--- What the task requires ---
Switch every "Target" in the records below to "Object" and write them out again with nothing else changed. Leave the pictures out of your answer.

--- Records shown ---
_____
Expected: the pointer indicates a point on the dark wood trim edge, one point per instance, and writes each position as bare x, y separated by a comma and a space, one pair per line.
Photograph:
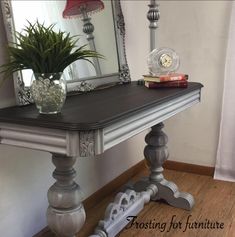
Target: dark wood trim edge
189, 168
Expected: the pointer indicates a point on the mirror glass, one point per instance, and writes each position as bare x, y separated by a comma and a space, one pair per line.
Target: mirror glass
50, 12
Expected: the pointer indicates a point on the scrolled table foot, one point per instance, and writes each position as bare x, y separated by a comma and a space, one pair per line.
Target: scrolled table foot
156, 153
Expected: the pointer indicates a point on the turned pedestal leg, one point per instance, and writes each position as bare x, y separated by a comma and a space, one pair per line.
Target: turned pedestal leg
156, 153
65, 214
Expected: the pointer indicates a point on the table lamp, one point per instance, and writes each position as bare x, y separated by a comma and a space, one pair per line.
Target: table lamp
81, 8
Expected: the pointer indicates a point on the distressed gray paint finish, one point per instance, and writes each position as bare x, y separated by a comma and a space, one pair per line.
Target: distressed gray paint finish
128, 203
156, 153
65, 214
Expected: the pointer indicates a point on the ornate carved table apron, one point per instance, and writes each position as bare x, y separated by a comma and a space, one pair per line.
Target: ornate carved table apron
89, 125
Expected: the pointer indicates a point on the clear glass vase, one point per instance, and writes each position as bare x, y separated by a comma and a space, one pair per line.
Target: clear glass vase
48, 92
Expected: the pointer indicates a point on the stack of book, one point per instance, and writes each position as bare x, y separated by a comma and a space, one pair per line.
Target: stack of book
173, 80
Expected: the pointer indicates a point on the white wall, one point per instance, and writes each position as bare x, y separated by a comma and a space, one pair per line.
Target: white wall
198, 31
195, 30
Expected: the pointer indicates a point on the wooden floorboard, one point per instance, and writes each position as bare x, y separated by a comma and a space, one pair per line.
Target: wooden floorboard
215, 201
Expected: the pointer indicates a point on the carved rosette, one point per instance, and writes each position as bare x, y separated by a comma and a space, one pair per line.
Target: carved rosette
87, 143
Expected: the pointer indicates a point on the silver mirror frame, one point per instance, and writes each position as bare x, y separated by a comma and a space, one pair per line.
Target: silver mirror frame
23, 95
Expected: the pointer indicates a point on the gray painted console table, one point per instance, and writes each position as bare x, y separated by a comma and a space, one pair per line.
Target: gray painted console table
89, 125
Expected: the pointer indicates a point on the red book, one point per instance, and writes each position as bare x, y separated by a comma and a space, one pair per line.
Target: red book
169, 84
167, 77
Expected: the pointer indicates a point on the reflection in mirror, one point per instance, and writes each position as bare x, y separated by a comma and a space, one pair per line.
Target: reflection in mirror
109, 39
51, 12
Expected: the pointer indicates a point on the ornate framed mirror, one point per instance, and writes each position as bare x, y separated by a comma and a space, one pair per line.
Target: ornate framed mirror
109, 39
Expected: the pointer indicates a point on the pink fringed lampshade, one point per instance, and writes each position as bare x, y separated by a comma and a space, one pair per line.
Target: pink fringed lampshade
74, 7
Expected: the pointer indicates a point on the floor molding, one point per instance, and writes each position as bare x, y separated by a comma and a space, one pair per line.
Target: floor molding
189, 168
131, 172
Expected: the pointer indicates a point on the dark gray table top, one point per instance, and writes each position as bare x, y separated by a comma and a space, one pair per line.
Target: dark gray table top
96, 109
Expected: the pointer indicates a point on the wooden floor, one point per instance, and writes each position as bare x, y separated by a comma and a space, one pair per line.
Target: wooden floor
215, 202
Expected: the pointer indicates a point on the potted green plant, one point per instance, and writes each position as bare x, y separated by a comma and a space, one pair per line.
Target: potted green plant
47, 53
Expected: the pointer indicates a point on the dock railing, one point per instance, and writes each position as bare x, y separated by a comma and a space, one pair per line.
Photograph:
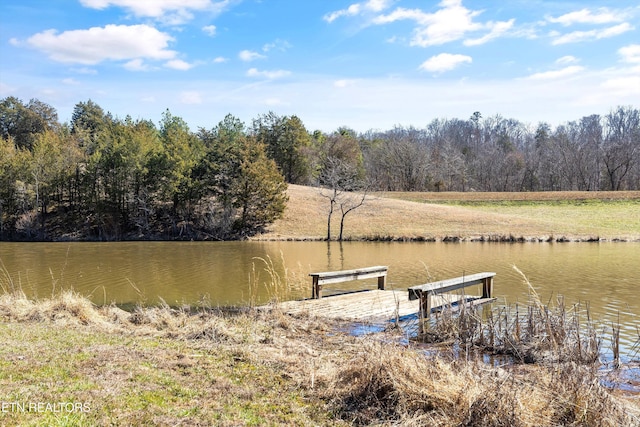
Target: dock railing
428, 290
329, 277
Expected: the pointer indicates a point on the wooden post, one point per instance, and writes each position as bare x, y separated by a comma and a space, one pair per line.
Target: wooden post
425, 311
487, 287
316, 289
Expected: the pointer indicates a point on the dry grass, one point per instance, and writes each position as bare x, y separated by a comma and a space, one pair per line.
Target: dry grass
168, 366
438, 216
538, 333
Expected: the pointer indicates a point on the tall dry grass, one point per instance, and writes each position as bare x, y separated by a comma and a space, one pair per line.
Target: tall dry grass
534, 333
391, 385
362, 381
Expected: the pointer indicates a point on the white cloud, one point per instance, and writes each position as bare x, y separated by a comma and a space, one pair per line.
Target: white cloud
210, 30
85, 70
136, 65
629, 85
249, 55
178, 64
190, 98
343, 83
281, 45
174, 12
273, 74
586, 16
70, 81
451, 22
374, 6
97, 44
557, 74
445, 62
630, 54
568, 59
497, 29
581, 36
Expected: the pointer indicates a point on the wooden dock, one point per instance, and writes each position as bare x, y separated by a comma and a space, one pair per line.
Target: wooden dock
380, 306
373, 306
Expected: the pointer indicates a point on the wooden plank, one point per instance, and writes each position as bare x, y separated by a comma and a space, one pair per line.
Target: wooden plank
449, 284
374, 305
329, 277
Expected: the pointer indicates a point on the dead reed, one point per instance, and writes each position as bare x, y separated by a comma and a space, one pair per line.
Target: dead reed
535, 333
_____
--- Task response ---
Expected: the pointer indicates a point on the dark wood trim edge, one point per instance, and writes each position as bare x, y separated by a comma and a space, one pair per line.
Photograph:
Object: dark wood trim edge
189, 168
Expected: the pointer indicates a point on the mirror glass, one point per instance, and writes each position as bare x, y separated by a comma and a space, one pair per line.
Object: mirror glass
50, 12
Expected: the pointer indicates a point on the scrolled table foot, one point per instance, and writes each position as bare x, y separated by a comma and a space, one pair per line.
Object: scrolled table foot
156, 153
Expected: the pointer indicates a point on the turned pedestal leg, one point per instance, and writes each position as bare x, y separated by a comma and a space, one pair per line.
Object: turned pedestal leg
156, 153
65, 214
Expected: the pointer indicates a point on the table lamp, one point per instance, and writes each position as bare x, y separated by a comma and a space, one pair per line.
Object: table lamp
81, 8
Expected: the pointer indicates a point on the distressed gray paint finish, one point per instance, and writes each position as bare x, y separated by a comma and a space, one pair per line.
Object: distressed gray paint finish
128, 203
156, 153
65, 214
Expected: the pointer indicates a point on the ornate carved table apron, one point per instance, and writes each position as bare x, y separated by a comma and a space, one pair per line.
Object: ornate carved table apron
89, 125
Expected: the pointer indicates a point on the clear glass vase, one point per instance, and writes each position as bare x, y separated by a comma and a space, one pair per line.
Object: clear glass vase
48, 92
Expected: the pointer indicates a point on the stack of book, one point per instance, and writes each position as bare x, y separated by a comma and a space, one pair per line.
Object: stack of book
173, 80
Expected: the pointer indicates a point on the white wall, one point per instance, and writes each position as bare x, y separated by a comma and a space, one pair per line.
Object: white wall
198, 31
195, 30
Expected: the pointer indicates a point on the wooden floorboard, one point per instance, and writes each position as bare x, y separated by a comma and a space, one pair per line.
Object: wooden floorboard
215, 201
Expected: the pointer indicates a point on the carved rosette, one point per instance, and writes each position as bare x, y separated by a comma and a space, one pair per line.
Object: carved rosette
87, 143
Expected: the pointer indicates a point on the silver mirror frame, one point per instance, and writes each position as bare x, y separated by a comma and a space, one pair per line.
Object: silver mirror frame
23, 95
Expected: the pointer indicates a point on the gray painted console table, one point per instance, and writes each position as bare x, y separated by a comma and a space, one pair per line.
Object: gray painted console table
89, 125
Expected: the pointer indicates a point on the red book, one point per instance, and writes each position as bare x, y separated by a comma and a space, one pair per line.
Object: red book
169, 84
167, 77
Expected: the pointer indicates a point on the reflection in mirror, one point per instance, and writes each position as bare x, y separated by a comma and a space, one pair per line.
Object: reflection in mirror
109, 39
51, 12
Expected: the pointer indicates a point on the ornate framed mirror, one point per instance, and writes each position as bare x, y separated by a comma and a space, one pair per line.
Object: ornate framed mirror
109, 39
Expected: the pointer indicates a point on the pink fringed lampshade, one point per instance, and writes each position as bare x, y separated by a comma and a space, one pair per line.
Object: pink fringed lampshade
74, 7
Expected: the pointer indicates a point on the floor molding, one point per instance, and writes each position as bare x, y separated by a comma and a space, one pair per line.
Object: floor molding
189, 168
131, 172
Expected: the pointer indicates a point on the dark gray table top, one point per instance, and writes each position as bare x, y separated by a comma and a space, one pair per line.
Object: dark gray table top
96, 109
Expected: the pointer indicates a point on the wooden floor, one point per instance, and writes each position as bare x, y separated by a comma and a space, one pair per line.
Object: wooden floor
215, 202
Expected: the pointer indicates a point on the potted green plant, one point per instance, and writes each position as bare x, y separated by a comma and a space, one pair per line.
Object: potted green plant
47, 53
Expected: the pointer indicates a point on the dock railing, one point per instance, and writes each position as bare x, y separated by a comma and a space, one pair per line.
Photograph:
Object: dock railing
428, 290
329, 277
Expected: the pointer indicates a point on the wooden post, one point per instance, and writes each position as bare x, y separated by a comma and a space, one pair per line.
Object: wooden post
425, 311
487, 287
316, 289
Expected: the pointer indicates a point on the dry grass, one point per instance, and writes each position as bare x, y separated by a comma and a space, one pair per line.
Object: dry grass
168, 366
438, 216
538, 333
Expected: the pointer indicates a point on the tall dry grass, one point per instance, and writes each position as bare x, y separated by a comma and a space, one pair per line.
Object: tall dry grass
534, 333
391, 385
362, 381
Expected: the pointer indicates a point on the white cloud, one point per instance, and writes each position as bare x, y separated by a comma and a space, one pair per line.
Object: white cloud
210, 30
85, 70
136, 65
629, 85
249, 55
178, 64
190, 98
343, 83
281, 45
174, 12
273, 74
586, 16
70, 81
451, 22
374, 6
97, 44
557, 74
445, 62
630, 54
568, 59
497, 29
581, 36
Expected: the pointer indicates a point on the wooden dock, one point per instance, and writes each position as bare x, y separated by a comma and a space, one pair per line.
Object: wooden dock
380, 306
373, 306
Expected: the pointer indicates a point on the wooden plank, one point per instance, and writes each position as bare x, y separated by a comma and a space, one pair per line.
Object: wooden plank
449, 284
374, 305
329, 277
Expected: the pointer indicates a point on the dead reed, one point per instance, and writes each position as bare x, y separated by a comma and a space, one pair per line.
Object: dead reed
535, 333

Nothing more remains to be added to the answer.